• Work to complete: Return the whole listing exactly as it stands.

--------------------

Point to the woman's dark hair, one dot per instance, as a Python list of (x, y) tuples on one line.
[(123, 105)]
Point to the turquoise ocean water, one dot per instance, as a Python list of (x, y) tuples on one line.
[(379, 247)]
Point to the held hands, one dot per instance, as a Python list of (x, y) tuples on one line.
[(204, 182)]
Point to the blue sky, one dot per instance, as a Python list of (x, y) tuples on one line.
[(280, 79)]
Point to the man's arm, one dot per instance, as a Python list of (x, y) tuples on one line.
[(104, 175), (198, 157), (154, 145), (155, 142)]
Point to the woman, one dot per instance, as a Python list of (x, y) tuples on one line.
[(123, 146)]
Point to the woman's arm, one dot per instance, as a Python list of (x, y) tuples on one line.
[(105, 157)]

--------------------

• Written answer:
Point to the woman's dark hair, one dot per instance, as a Python list of (x, y) tuples on one line.
[(123, 105)]
Point to the turquoise ocean water, one dot per instance, as a Python list of (x, y) tuples on one line.
[(379, 247)]
Point to the held hands, one dot per instance, as a Python list of (x, y) tuples on one line.
[(204, 182)]
Point to the blue sky, one dot per instance, as a Python list of (x, y) tuples on one line.
[(280, 79)]
Point to the man's arm, one dot per instance, as a Python list of (x, y) tuples on one line.
[(104, 175), (198, 157), (154, 145), (155, 142)]
Point to the woman, one dot per instance, as a Python list of (x, y) tuples on one line.
[(123, 146)]
Point to the woman's arm, one dot per instance, as a Python list of (x, y) tuples on one line.
[(105, 157)]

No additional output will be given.